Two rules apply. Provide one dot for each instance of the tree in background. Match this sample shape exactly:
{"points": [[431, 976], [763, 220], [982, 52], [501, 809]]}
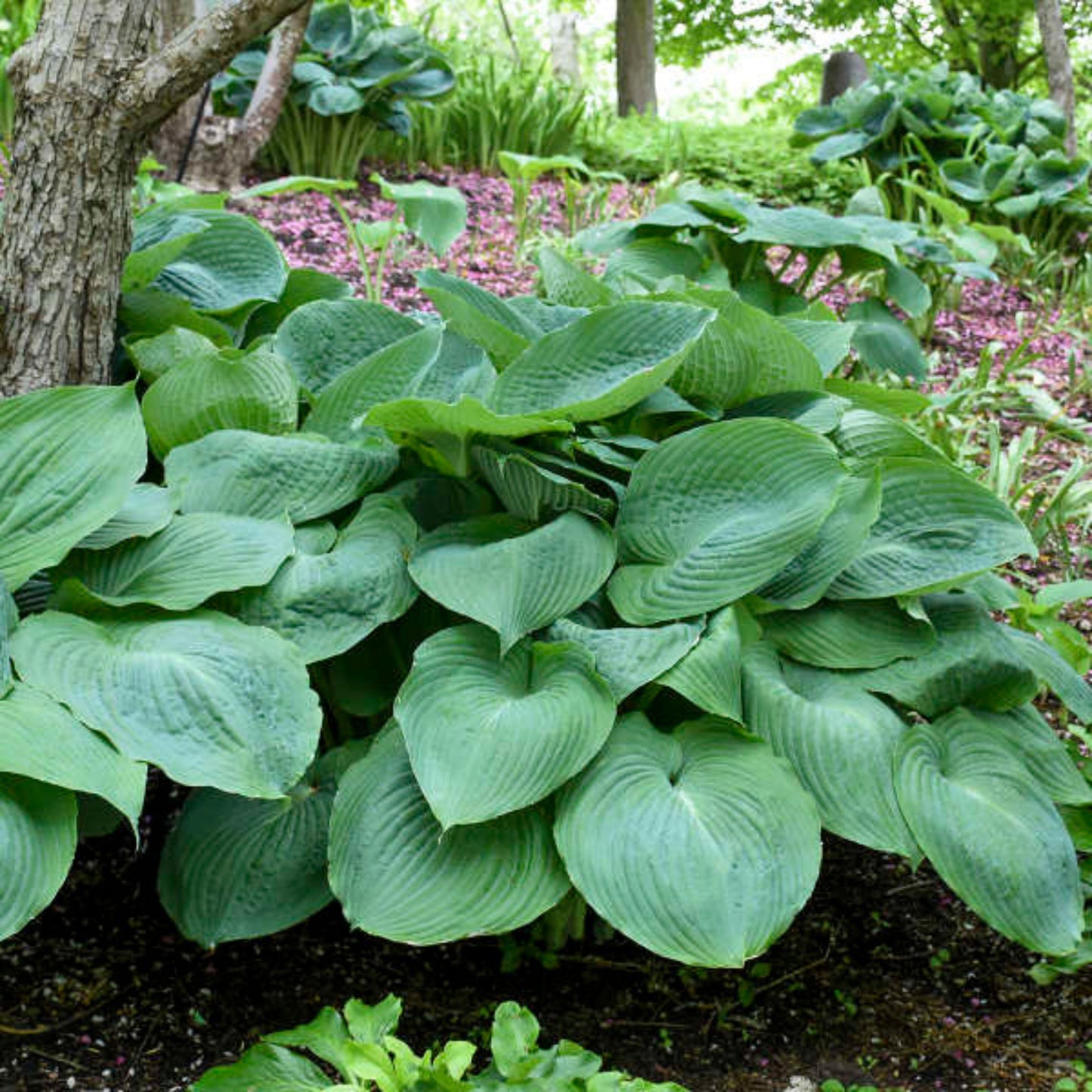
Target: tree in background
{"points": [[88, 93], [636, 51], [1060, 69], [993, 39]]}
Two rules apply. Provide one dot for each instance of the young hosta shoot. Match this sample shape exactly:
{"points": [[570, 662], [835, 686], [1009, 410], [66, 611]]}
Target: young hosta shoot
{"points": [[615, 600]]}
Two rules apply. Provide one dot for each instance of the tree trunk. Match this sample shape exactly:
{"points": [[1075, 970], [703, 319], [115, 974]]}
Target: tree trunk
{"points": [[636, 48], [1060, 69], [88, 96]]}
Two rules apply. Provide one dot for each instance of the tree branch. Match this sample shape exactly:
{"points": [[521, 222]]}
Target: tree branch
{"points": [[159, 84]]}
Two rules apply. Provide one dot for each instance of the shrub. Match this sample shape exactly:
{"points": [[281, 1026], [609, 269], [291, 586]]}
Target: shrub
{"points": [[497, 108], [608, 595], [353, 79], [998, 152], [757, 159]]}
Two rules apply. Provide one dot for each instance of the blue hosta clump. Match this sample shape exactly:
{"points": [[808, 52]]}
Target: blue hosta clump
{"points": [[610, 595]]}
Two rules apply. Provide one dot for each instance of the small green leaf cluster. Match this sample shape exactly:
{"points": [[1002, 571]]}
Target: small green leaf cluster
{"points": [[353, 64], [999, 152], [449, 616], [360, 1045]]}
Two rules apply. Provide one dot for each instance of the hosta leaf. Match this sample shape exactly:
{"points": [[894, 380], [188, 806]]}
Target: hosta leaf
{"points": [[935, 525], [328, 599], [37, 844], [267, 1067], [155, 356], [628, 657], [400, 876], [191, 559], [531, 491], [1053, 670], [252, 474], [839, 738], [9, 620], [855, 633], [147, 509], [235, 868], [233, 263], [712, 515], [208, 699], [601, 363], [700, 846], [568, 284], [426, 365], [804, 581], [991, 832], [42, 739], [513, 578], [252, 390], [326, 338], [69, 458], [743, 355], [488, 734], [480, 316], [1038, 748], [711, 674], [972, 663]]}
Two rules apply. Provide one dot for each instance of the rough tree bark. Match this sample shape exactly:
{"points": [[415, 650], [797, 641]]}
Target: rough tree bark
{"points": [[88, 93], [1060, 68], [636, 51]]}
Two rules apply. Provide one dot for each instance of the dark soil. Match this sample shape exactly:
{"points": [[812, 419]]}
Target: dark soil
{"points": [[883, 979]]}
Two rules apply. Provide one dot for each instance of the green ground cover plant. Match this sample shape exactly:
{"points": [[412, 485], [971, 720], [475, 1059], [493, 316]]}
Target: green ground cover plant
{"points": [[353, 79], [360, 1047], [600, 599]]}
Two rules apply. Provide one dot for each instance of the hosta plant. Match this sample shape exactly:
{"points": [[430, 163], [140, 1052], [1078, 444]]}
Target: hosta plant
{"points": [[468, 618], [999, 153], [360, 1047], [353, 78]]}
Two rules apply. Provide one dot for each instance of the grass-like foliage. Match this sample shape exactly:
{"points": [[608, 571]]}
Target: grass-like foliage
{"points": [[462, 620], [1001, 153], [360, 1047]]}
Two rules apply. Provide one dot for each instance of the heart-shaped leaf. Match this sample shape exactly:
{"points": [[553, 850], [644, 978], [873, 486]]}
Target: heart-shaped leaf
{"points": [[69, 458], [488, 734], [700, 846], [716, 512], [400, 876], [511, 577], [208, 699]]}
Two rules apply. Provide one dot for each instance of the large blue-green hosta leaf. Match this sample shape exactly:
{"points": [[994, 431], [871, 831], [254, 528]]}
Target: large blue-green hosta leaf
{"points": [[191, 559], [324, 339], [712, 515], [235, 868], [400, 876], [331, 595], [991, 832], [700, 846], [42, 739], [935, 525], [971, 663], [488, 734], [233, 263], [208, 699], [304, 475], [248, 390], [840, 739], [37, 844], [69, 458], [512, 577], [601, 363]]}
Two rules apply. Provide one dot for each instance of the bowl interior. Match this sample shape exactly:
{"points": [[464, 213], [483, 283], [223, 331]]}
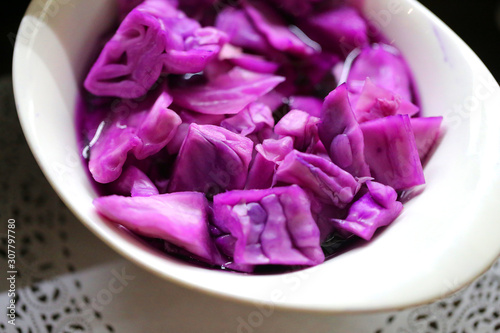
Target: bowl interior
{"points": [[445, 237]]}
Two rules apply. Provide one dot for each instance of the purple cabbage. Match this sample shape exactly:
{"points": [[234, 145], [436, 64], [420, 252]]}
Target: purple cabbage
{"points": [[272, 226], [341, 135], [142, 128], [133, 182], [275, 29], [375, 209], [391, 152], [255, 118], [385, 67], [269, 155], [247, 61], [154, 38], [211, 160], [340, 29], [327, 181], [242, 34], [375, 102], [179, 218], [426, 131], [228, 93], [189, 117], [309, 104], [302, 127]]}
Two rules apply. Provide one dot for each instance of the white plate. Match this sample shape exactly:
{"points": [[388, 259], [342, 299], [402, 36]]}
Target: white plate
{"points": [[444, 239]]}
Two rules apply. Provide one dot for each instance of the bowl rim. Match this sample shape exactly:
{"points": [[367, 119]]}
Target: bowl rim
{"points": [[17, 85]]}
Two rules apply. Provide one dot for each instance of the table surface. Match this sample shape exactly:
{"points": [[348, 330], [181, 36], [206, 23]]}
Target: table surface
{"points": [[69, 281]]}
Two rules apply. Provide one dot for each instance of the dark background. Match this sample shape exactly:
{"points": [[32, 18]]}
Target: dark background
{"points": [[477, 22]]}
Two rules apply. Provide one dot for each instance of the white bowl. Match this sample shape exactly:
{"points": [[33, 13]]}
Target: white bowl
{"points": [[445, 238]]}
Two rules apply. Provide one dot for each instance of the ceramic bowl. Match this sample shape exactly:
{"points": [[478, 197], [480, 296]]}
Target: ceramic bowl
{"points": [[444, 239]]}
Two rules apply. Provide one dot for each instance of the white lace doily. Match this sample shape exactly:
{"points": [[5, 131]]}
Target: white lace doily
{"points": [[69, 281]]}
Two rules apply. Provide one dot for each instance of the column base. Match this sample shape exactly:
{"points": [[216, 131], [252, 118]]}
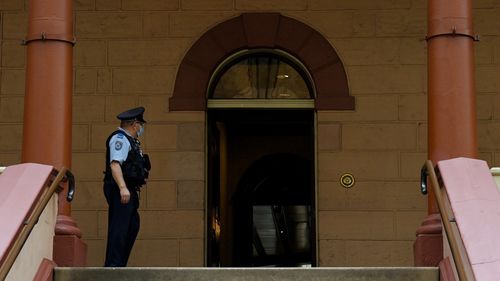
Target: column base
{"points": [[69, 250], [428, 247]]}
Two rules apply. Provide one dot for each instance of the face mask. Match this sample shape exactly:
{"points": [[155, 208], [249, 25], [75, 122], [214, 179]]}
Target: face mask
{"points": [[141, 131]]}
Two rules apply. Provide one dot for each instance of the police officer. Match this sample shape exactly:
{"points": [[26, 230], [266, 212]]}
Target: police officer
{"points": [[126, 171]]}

#### TASK PROMPT
Your copy should match the entries exactly, minus the pictures.

#### RESULT FOR THIS TASK
Two rules apply. Provide one dot for each instance of the tree in background. Match this sample shape exactly:
{"points": [[431, 976], [763, 220], [982, 52], [501, 809]]}
Target: tree in background
{"points": [[88, 93], [636, 51], [1060, 69], [993, 39]]}
Two rules apply. Provide one dot for each instance of the young hosta shoot. Match this sample shape exactly:
{"points": [[570, 662], [835, 686], [1009, 410], [66, 611]]}
Target: young hosta shoot
{"points": [[615, 600]]}
Two rules apply. Provide one dot for each instance of the tree trunk. Match this sample shape exactly:
{"points": [[1075, 970], [703, 319], [115, 974]]}
Target: tree trunk
{"points": [[636, 48], [1060, 69], [88, 96]]}
Two rules apply. Provide one dot for each instance of the tree branch. Match this sample shape exactly:
{"points": [[521, 222]]}
Target: tree branch
{"points": [[159, 84]]}
Two rules apply. Provide one dot for each instance of the shrub. Match this sample shape exactly:
{"points": [[281, 1026], [609, 269], [291, 586]]}
Target: shrub
{"points": [[497, 108], [608, 595], [353, 79], [998, 152], [757, 159]]}
Two rules apply. Provide one dot for each instance of the blue hosta clump. Match this sample shape exactly:
{"points": [[808, 52]]}
Target: blue hosta clump
{"points": [[610, 595]]}
Two rules apply. Provide one dot for each instance of the small green leaf cluster. Match this sample shape exactly:
{"points": [[1002, 571]]}
Target: small green leaf cluster
{"points": [[353, 64], [999, 152], [449, 616], [360, 1045]]}
Two rules apply. Provide one dot for each instance of the hosta leaf. Match this sample shape exactly:
{"points": [[894, 380], [188, 806]]}
Target: hosta leaf
{"points": [[935, 525], [328, 599], [37, 844], [267, 1067], [155, 356], [628, 657], [400, 876], [191, 559], [531, 491], [1053, 670], [252, 474], [839, 738], [9, 620], [855, 633], [147, 509], [235, 868], [233, 263], [712, 515], [208, 699], [601, 363], [700, 846], [568, 284], [426, 365], [804, 581], [991, 832], [42, 739], [513, 578], [252, 390], [326, 338], [69, 458], [743, 355], [488, 734], [480, 316], [1038, 748], [711, 674], [972, 663]]}
Two rules apply. Provide one dot for each instance of the rough tree bark. Match this sample shape exactly:
{"points": [[415, 650], [797, 641]]}
Target: rough tree bark
{"points": [[88, 93], [1060, 68], [636, 51]]}
Two rules apply. Provide one dot for each instance of the dark soil. Match this sample shape exactly:
{"points": [[812, 419]]}
Target: dark soil
{"points": [[883, 979]]}
Two rules apply. Provide one dot for each instance of the green ground cover plant. Match this sample shape exactly:
{"points": [[412, 485], [971, 720], [475, 1059], [493, 316]]}
Target: green ground cover plant
{"points": [[353, 79], [360, 1047], [600, 599]]}
Two rules apply. Provide one dot for each instance of the hosta plant. Match this sample shape exactly:
{"points": [[430, 163], [140, 1052], [1078, 444]]}
Target: hosta plant
{"points": [[468, 618], [999, 153], [360, 1047], [353, 78]]}
Two rules apply. Provide one dot for each instance of the grass-like foliage. Match this sample shape exactly:
{"points": [[608, 571]]}
Target: grass-like foliage
{"points": [[462, 620], [1001, 153], [360, 1047]]}
Two rules apply. Provide one dot for each instance of the heart-shaped leaf. Match this sample shape exactly:
{"points": [[553, 850], [644, 978], [873, 486]]}
Target: heart-shaped leaf
{"points": [[69, 458], [488, 734], [700, 846], [716, 512], [400, 876], [511, 577], [208, 699]]}
Two rules apply. Provide one dot for each instance of the large blue-green hosta leaf. Match this sample shape exactly:
{"points": [[994, 431], [871, 831], [254, 528]]}
Target: large blue-green hosta leaf
{"points": [[191, 559], [324, 339], [712, 515], [235, 868], [400, 876], [331, 595], [991, 832], [700, 846], [42, 739], [935, 525], [971, 663], [488, 734], [233, 263], [208, 699], [304, 475], [248, 390], [840, 739], [37, 844], [69, 458], [512, 577], [601, 363]]}
Two rules apply. Provide one dot for each instance of the bowl interior. Match this sample shape exactly:
{"points": [[464, 213], [483, 283], [223, 331]]}
Target: bowl interior
{"points": [[445, 237]]}
Two rules apply. Provide one dot for each instance of the purple cabbage. Match this sample shape exactly:
{"points": [[234, 145], [436, 64], [420, 252]]}
Target: purple cabbage
{"points": [[272, 226], [341, 135], [142, 128], [133, 182], [275, 29], [375, 209], [391, 152], [255, 118], [385, 67], [269, 155], [247, 61], [154, 38], [211, 160], [340, 29], [327, 181], [242, 34], [375, 102], [179, 218], [426, 131], [228, 93], [189, 117], [309, 104], [302, 127]]}
Two rules apply. Provide one dot for each instance of the white plate. Match this sample shape exactly:
{"points": [[388, 259], [342, 299], [402, 36]]}
Target: white plate
{"points": [[444, 239]]}
Two rules apply. Provide one dot for each instance of the bowl rim. Match this sample shape exactly:
{"points": [[367, 119]]}
Target: bowl rim
{"points": [[17, 85]]}
Two rules apply. Provide one dot for each instance of the table surface. Match this sample shape exactly:
{"points": [[348, 330], [181, 36], [206, 23]]}
Target: table surface
{"points": [[69, 281]]}
Two rules apply. Provide one dot for each instance of the dark background. Match this sample shape exactly:
{"points": [[32, 18]]}
Target: dark background
{"points": [[477, 22]]}
Two rules apply. Provide one dot for each instance of the white bowl. Match this sample shape exactly:
{"points": [[33, 13]]}
Target: white bowl
{"points": [[445, 238]]}
Two rules apply. Provide one dot for each instance of the ceramic bowl. Match this sample shape exactly:
{"points": [[478, 197], [480, 296]]}
Target: ceramic bowl
{"points": [[444, 239]]}
Two rules apply. Provide one dot for each instance of the white lace doily. Match this sample shape exactly:
{"points": [[5, 131]]}
Target: white lace doily
{"points": [[69, 281]]}
Two rules apply. Provide one dot for each instance of the column base. Match this sample shape exactly:
{"points": [[216, 131], [252, 118]]}
Target: column base
{"points": [[69, 250], [428, 247]]}
Two rules apply. Provide one dot for each instance of the face mask. Match this sample shape exactly:
{"points": [[155, 208], [249, 25], [75, 122], [214, 179]]}
Target: face mask
{"points": [[141, 131]]}
Two rules apply. Provide one dot for each instance of the police officer. Match this sample shape exactly:
{"points": [[26, 230], [266, 212]]}
Target: police officer
{"points": [[126, 171]]}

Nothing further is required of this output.